Lay out every line of the material below as a numbered list, dropping any blank lines and leaving the pictures out.

-- Start Given data --

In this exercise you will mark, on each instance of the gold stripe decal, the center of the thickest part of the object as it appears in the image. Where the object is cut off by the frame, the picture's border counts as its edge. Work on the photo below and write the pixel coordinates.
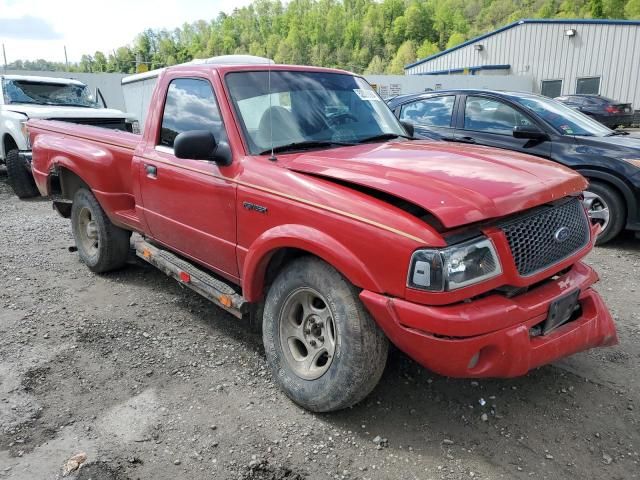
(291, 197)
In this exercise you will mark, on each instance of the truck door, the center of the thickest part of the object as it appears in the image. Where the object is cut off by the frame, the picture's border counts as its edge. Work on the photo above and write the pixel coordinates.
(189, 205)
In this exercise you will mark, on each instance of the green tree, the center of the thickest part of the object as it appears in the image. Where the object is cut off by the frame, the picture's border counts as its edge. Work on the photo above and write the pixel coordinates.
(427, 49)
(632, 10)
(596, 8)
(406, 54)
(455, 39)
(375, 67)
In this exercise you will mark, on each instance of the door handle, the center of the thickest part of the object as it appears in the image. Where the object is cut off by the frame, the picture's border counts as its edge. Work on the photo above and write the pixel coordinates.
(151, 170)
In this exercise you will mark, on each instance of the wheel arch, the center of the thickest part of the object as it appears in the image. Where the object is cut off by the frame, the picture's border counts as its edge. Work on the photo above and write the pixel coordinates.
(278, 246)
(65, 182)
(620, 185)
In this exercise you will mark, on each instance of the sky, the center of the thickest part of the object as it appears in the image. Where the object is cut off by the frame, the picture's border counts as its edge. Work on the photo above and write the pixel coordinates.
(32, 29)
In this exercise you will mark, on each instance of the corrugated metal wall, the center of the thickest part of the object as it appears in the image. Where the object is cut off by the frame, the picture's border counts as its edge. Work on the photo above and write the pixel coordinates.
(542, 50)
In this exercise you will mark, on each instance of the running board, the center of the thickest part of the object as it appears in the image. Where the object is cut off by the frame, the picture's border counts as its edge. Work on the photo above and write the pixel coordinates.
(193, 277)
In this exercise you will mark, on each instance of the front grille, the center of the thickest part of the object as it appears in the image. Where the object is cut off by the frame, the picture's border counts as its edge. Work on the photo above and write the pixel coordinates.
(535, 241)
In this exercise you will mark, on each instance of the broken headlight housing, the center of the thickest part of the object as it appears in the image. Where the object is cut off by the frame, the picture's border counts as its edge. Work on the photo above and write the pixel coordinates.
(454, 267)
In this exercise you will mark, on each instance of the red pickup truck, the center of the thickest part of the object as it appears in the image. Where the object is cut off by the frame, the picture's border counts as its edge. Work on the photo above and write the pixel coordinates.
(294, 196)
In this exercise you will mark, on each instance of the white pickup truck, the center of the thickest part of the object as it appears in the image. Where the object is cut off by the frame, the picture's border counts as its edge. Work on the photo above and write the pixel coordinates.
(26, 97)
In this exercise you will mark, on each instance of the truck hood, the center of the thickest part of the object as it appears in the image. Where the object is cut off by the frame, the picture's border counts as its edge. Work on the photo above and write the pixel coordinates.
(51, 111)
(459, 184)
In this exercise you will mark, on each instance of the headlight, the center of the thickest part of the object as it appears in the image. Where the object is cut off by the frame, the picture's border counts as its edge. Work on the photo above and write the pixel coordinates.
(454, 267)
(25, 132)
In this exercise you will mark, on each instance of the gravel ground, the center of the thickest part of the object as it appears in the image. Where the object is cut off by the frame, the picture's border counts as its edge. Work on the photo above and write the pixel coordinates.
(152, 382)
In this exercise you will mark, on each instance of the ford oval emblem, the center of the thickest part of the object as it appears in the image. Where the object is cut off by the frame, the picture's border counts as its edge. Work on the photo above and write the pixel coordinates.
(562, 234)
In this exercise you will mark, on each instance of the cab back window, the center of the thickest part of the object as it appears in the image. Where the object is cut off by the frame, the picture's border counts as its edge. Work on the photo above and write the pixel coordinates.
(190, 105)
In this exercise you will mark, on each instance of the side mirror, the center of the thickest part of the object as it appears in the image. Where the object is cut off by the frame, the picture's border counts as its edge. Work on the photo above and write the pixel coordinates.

-- End Given data --

→ **Exercise result**
1. In this exercise you will mark, on each instance of the gold stripe decal, the center of the thickest part of the object as it appears in the image. Where the object is cut off by the frame, the picture's border counts as its edge. Work on the photo below and write the pixel coordinates.
2. (291, 197)
3. In this exercise you will mark, on each instance of the truck door, the center of the thickest part of the object as it appears in the image. Where the object is cut off by the frame, the picture's border counts as its edge. Work on the photo above and write the pixel coordinates.
4. (189, 205)
5. In this exercise you will mark, on each instance of the green tree, the center of the thickest part of the object as it appears in the image. Where the object is cut off by the frame, the picture's border counts as its edge. Work on the photo above and write the pixel coordinates.
6. (427, 49)
7. (632, 10)
8. (596, 8)
9. (406, 54)
10. (455, 39)
11. (375, 67)
12. In this exercise you will mark, on each instance of the door handle, the center of the thickest part of the object as it appears in the image. Where the object is cut off by the frame, the picture's border counts as its edge. Work on the photo above and write the pixel coordinates.
13. (151, 170)
14. In this exercise you will mark, on each instance of the wheel arch, the center of the thickest part of the object as it appears in the image. Where the object is cut off by the frame, the picture's border counts as its edge. Work on the photo above and write the pixel coordinates.
15. (278, 246)
16. (65, 182)
17. (620, 185)
18. In this exercise you will mark, on each instance of the sky, the center of the thickest part of the object as it appears in the image. Where the object is cut off by the frame, the picture's border counts as its edge. Work on the photo above and write the pixel coordinates.
19. (32, 29)
20. In this exercise you will mark, on each instance of the corrugated metal wall, the center of the thickest part of the object as it appears in the image. Where the object is cut off by the frame, the picture's border counts as its edge. Work on the photo above and write the pixel coordinates.
21. (542, 50)
22. In this exercise you will mark, on each instance of the running board, the center of the thickest part of the object as it appears in the image. Where the object is cut off by the frame, the picture's border counts as its edge. Work on the photo above and write the pixel coordinates.
23. (193, 277)
24. In this exercise you will mark, on each instance of the front grille, the center of the thickest part of the object as it appears in the image. Where the object is cut off by the frame, the picture's border counts as its edge. Work on the photo above and write the pixel coordinates.
25. (535, 241)
26. In this exercise you will mark, on each instance of the broken headlight housing, the center of the thickest part of the object as it appears in the image. Where the object is cut off by the frame, the picture's border counts as its edge. Work on the photo above and write the pixel coordinates.
27. (454, 267)
28. In this exercise you will mark, on each instance of the red pickup truck, the center of the thickest part of the object as it appears in the image. Where the object is cut off by the frame, the picture's border counts as its edge. Work on the photo above and write the pixel coordinates.
29. (294, 196)
30. In this exercise you will mark, on each instance of the white pickup truck, the center of the thickest part of the object as it appears in the image. Where the object is cut off by the frame, the picture's border counts as its edge. Work on the photo above and write the pixel coordinates.
31. (26, 97)
32. In this exercise you will mark, on each instance of the truck hood, the center of the thickest part of the object as it appears in the image. Where the object is cut off by the frame, the picture's border counts as its edge. Work on the photo above and write the pixel coordinates.
33. (51, 111)
34. (459, 184)
35. In this exercise you will mark, on each instance of the headlight, the center of the thickest part of the object as it appears in the image. Where the object is cut off by the frame, the picture's border counts as its edge. Work on the photo above and write the pixel coordinates.
36. (454, 267)
37. (25, 132)
38. In this exercise you will mark, on each instance of the gravel ground, the center of the thickest part of the object as it appears in the image. Where the object is cut off by the frame, the picture's border counts as its edge. Work on the photo above and write the pixel coordinates.
39. (152, 382)
40. In this exercise you will mark, on each instance of the ford oval emblem, the center of the thickest part of the object as it appears in the image. Where the object is cut off by the frame, the picture's border counts as its edge. Work on the photo above and write the pixel coordinates.
41. (562, 234)
42. In this exercise you will mark, on each instance of the cab back window, the center of the thickest part of the object as it appears in the image. Where the object is cut off by the frame, the picture's border counts as its edge. Work on the photo above and write the pixel coordinates.
43. (190, 105)
44. In this exercise you will mark, on each instance of the side mirror, the center of the thickest part of the object as it appears in the image. Where the object is cut off by the frame, the picture's border counts as its edge. Work on the photo above and write the pixel coordinates.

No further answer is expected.